> PROBLEM TO SOLVE: The entries that follow include a run beginning at the line with "Target: grassy bank" and ending at the line with "Target: overcast grey sky"; restate that run word for word and leave the rest out.

• • • • • • •

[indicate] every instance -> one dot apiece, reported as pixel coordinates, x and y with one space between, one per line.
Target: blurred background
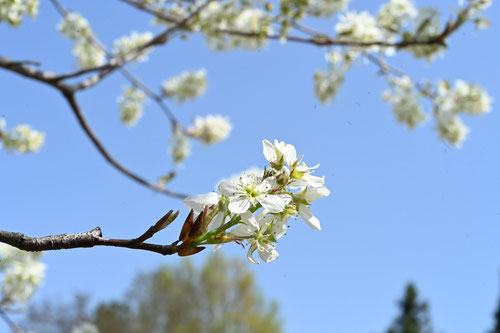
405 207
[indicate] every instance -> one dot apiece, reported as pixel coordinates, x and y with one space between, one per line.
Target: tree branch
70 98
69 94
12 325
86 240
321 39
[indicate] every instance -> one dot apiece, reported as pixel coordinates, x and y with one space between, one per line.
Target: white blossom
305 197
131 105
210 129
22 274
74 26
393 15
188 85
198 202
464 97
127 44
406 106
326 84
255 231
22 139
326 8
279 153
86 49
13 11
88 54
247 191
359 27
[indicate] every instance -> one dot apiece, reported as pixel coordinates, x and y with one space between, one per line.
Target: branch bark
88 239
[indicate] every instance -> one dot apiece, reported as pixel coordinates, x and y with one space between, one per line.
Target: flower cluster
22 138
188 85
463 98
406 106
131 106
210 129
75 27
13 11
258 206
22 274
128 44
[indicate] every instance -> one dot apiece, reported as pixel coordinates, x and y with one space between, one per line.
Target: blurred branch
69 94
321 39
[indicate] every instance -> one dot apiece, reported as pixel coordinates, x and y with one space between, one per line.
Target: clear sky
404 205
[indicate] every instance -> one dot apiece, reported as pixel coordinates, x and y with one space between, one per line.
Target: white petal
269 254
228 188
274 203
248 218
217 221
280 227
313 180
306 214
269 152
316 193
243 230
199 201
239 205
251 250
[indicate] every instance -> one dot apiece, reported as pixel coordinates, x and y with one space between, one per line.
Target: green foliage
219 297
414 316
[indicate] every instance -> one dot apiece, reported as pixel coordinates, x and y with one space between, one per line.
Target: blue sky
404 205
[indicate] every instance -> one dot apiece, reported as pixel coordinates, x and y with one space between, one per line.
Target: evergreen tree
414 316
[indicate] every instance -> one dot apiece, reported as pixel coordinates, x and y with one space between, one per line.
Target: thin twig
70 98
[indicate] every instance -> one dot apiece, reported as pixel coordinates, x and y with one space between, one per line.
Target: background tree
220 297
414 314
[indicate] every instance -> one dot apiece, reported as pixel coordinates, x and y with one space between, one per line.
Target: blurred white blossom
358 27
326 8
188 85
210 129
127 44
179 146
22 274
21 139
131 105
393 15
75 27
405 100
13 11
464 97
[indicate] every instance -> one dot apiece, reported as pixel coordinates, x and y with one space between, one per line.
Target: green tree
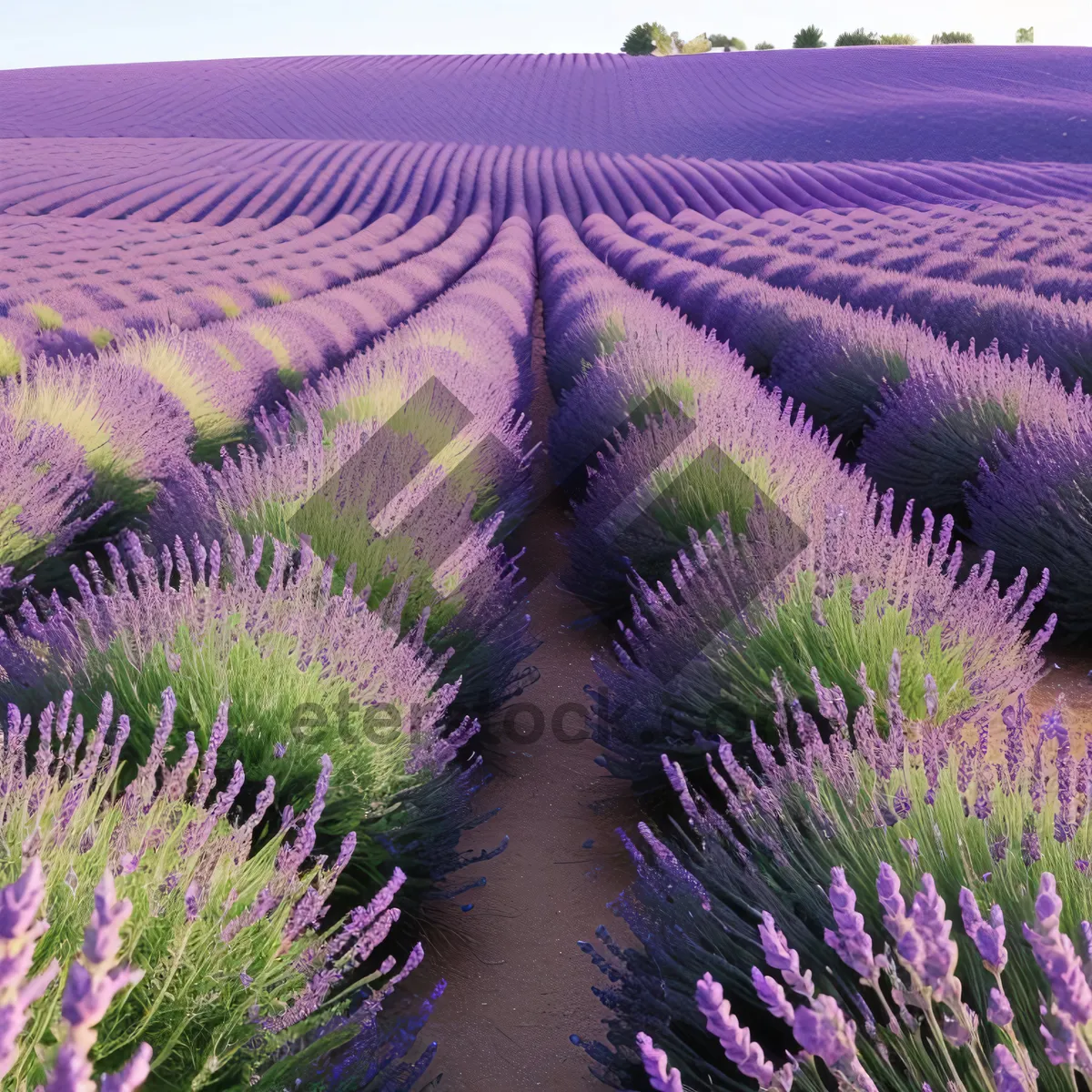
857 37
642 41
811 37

• • • • • • •

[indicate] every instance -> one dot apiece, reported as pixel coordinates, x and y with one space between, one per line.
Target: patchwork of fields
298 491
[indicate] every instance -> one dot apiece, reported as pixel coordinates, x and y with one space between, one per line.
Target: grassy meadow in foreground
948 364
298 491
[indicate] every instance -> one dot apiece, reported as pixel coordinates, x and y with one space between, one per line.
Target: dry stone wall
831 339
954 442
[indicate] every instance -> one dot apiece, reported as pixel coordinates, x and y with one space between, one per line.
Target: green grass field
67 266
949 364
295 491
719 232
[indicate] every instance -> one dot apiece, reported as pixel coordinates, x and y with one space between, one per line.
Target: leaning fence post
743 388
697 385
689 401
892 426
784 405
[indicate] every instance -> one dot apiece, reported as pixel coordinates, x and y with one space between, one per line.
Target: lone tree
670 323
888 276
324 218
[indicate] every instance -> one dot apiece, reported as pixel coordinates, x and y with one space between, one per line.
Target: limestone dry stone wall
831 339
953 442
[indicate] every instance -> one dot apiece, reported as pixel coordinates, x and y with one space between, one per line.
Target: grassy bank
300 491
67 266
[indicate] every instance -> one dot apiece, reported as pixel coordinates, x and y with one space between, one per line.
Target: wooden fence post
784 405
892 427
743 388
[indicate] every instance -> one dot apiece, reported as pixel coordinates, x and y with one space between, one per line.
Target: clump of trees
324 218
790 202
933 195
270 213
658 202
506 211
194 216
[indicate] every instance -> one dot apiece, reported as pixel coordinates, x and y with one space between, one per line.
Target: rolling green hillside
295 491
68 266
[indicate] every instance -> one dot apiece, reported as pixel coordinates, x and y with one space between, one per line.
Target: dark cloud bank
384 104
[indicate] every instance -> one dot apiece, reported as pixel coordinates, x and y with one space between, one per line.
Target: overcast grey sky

• • • • • • •

> SOLUTION TO THE EXERCISE:
Target: grassy bank
300 491
67 266
[indicate] every instance -> one dot apiece, reported as pixel coordinates, x and y with one space between, one per line.
Target: wooden fence post
784 405
892 427
743 388
[indicate] every instance -> one dot apiece, reported as pixel coordinates, x and y with one space between, one per line.
Target: clump of trees
324 218
790 202
933 195
270 213
658 202
506 211
194 216
[indicate] every instance -> one dot apiece, reported as pixel coordinates, x and y with one space between, one per line.
Target: rolling green hillside
295 491
68 266
[indicate] every instance -> one dot apiece, reported as pixel coordinates, x and y with one space between, one per line.
Target: dark cloud bank
384 104
[indicate] every instance -> one dot apiece, reported as pixel coordinates, x and y with one space between, one per line.
Target: overcast grey sky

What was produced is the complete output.